(Source document):
****************************************
Liberal Democratic Party presidential candidates pose before a press conference in Tokyo on Friday ahead of the ruling party's September 29 election to choose a successor for outgoing LDP president and prime minister Yoshihide Suga. Candidates have used hostile rhetorics to make an issue out of China. Photo: AFP
Japan's ruling Liberal Democratic Party (LDP) is likely to lose seats in the House of Representatives in Sunday's general election but it will maintain a majority together with its coalition partner Komeito, a survey by local media revealed Wednesday.
According to the survey, the LDP may fail to retain all of its 276 seats in the 465-seat lower chamber of parliament ahead of the election, while the main opposition Constitutional Democratic Party of Japan (CDPJ) is seeking to add its seats to 110.
Together with Komeito, however, the alliance could win over 261 seats, which would be enough for them to effectively control all standing committees in the lower house and promote their legislative agenda forward.
In the survey, around 119,000 eligible voters were polled by phone from Saturday to Tuesday, about 40 percent of whom said they had not yet made their decision in the single-member district portion of the election, leaving the result still possible to change, according to the local media.
Prime Minister Fumio Kishida, who took office less than a month ago, is expected to claim a mandate for his COVID-19 and economic policies with LDP's majority with Komeito. There will be little change to the cabinet lineup if voters decide to keep the current government, he said in a TV appearance on Tuesday.
"Just a small momentum shift could mean losing a lot of seats," he said in a news program on Tuesday night. "It could also mean winning in a landslide. We have to stay on our toes every day."
Kishida said in the program that he plans to keep the members of his cabinet unchanged in principle. "We just got started the other day. I need them to get to work." The government hopes to get the Diet's approval for a supplementary budget within the year to fund a COVID-19 stimulus package, he said.
Meanwhile, the left-leaning CDPJ in alliance with the Japanese Communist Party (JCP) and other opposition groups is ahead in more than 50 single-member districts, but it will need to win in battleground constituencies.
Komeito could end up with more than the 29 seats it held, while the JCP could also add to its 11 seats.
****************************************
Dataset items:
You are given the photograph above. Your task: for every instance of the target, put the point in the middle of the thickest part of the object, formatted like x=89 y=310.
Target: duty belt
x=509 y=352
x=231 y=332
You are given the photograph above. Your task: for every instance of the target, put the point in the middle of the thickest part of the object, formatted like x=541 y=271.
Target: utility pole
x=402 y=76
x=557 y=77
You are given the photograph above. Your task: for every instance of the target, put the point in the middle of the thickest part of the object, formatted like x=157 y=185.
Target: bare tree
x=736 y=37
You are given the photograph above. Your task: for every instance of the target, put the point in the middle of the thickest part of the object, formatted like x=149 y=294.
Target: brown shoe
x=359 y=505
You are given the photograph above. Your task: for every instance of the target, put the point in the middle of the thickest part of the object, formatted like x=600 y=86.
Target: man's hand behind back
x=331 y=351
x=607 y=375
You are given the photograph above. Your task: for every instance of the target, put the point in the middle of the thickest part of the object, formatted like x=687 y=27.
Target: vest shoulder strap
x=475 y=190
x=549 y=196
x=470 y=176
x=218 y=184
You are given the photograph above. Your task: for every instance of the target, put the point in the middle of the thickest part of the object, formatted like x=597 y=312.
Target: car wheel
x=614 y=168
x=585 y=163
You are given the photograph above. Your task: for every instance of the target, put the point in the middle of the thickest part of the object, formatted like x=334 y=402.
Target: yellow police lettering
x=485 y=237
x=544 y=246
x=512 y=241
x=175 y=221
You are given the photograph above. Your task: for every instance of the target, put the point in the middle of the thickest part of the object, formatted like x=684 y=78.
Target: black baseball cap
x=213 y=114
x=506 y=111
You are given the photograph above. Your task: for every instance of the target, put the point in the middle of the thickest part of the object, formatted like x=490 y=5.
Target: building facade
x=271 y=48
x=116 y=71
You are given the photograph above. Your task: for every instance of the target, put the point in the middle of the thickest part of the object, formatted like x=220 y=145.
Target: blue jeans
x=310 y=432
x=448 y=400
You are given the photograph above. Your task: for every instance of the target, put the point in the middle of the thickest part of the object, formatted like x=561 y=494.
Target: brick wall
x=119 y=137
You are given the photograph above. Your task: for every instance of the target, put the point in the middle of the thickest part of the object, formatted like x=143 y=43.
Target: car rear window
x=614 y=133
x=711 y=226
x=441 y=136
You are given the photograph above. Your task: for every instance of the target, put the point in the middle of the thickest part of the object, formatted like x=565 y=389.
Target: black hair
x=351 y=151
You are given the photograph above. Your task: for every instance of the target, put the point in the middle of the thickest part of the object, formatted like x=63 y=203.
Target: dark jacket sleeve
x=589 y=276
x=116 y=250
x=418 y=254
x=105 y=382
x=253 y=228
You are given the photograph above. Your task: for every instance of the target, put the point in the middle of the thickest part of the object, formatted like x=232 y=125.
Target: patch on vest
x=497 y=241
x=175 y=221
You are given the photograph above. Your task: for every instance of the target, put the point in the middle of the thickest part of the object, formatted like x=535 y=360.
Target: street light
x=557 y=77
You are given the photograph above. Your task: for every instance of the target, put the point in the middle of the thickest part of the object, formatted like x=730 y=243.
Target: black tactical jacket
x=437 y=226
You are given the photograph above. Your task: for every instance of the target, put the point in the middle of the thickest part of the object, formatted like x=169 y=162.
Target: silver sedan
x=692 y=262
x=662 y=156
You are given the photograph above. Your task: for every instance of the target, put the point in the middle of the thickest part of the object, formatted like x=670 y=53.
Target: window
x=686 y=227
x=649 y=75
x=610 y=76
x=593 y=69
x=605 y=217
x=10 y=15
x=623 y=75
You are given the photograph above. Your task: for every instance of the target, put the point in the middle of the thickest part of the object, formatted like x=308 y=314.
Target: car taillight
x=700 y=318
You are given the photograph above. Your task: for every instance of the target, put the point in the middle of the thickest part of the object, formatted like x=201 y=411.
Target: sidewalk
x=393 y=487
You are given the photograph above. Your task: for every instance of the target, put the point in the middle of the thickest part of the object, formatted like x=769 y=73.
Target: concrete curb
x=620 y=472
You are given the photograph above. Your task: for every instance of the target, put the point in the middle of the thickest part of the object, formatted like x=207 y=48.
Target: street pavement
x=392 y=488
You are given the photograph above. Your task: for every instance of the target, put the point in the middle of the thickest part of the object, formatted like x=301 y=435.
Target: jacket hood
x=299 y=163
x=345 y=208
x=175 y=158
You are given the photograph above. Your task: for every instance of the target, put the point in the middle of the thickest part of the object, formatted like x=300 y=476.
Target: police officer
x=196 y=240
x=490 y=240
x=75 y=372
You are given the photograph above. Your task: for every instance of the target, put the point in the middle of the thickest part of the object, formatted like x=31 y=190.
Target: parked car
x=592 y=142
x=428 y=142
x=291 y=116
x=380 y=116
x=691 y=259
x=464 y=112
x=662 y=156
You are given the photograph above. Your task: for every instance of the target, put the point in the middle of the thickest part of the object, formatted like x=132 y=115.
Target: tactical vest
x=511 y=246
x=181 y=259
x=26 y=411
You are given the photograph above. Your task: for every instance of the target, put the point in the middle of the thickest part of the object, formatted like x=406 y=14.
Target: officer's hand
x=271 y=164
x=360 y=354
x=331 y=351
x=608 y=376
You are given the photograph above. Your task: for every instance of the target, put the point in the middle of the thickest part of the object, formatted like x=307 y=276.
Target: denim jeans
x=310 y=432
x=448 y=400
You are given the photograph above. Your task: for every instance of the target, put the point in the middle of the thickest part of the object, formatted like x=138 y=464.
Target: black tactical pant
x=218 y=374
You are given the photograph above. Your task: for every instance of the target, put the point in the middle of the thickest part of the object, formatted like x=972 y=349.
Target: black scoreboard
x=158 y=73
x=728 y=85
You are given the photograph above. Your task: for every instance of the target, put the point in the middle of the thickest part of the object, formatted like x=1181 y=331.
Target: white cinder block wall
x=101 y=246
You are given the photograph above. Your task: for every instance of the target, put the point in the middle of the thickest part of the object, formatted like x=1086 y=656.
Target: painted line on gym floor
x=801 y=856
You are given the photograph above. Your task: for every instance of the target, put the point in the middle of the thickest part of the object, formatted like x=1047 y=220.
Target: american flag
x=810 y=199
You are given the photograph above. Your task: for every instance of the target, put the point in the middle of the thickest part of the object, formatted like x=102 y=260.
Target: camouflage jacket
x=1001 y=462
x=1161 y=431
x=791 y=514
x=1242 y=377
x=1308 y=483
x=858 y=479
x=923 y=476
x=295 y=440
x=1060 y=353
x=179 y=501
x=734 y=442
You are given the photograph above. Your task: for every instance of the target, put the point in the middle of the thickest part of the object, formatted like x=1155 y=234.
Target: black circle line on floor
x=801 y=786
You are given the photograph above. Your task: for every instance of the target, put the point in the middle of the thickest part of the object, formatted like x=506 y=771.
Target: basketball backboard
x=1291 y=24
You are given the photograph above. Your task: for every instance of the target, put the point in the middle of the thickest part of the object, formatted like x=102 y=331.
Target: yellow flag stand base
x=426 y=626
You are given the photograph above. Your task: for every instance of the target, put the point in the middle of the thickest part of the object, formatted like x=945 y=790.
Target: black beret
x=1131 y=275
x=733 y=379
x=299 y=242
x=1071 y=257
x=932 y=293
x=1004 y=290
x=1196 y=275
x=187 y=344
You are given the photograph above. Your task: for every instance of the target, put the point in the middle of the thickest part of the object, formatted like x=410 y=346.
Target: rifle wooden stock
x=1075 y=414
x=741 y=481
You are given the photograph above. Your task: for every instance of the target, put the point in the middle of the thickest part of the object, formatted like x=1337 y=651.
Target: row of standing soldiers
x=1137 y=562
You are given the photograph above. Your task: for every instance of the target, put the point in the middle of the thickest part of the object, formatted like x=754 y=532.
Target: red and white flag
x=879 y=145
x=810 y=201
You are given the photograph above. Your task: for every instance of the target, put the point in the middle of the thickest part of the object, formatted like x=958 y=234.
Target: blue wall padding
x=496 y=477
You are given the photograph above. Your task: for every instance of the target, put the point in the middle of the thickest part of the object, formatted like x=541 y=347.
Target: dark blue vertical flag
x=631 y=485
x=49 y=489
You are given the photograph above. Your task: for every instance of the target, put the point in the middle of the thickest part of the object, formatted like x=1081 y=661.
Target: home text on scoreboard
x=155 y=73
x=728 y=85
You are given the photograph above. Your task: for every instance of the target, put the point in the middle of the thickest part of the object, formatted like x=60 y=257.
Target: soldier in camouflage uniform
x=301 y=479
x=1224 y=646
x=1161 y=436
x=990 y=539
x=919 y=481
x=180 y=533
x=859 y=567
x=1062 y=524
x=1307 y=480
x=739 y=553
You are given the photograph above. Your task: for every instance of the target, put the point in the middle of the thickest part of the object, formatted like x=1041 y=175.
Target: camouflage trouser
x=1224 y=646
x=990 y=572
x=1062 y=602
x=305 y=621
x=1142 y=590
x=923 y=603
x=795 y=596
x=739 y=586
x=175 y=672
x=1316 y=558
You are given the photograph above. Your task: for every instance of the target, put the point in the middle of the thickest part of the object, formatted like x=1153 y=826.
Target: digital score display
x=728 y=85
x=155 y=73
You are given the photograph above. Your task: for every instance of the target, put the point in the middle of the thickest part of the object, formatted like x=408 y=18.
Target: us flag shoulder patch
****************************************
(Assignment):
Please output the passage of the Japanese election article from "Together with Komeito, however, the" to "appearance on Tuesday.", copied word for word. These rows were taken from a different source than the article.

(Reply to the task):
Together with Komeito, however, the alliance could win over 261 seats, which would be enough for them to effectively control all standing committees in the lower house and promote their legislative agenda forward.
In the survey, around 119,000 eligible voters were polled by phone from Saturday to Tuesday, about 40 percent of whom said they had not yet made their decision in the single-member district portion of the election, leaving the result still possible to change, according to the local media.
Prime Minister Fumio Kishida, who took office less than a month ago, is expected to claim a mandate for his COVID-19 and economic policies with LDP's majority with Komeito. There will be little change to the cabinet lineup if voters decide to keep the current government, he said in a TV appearance on Tuesday.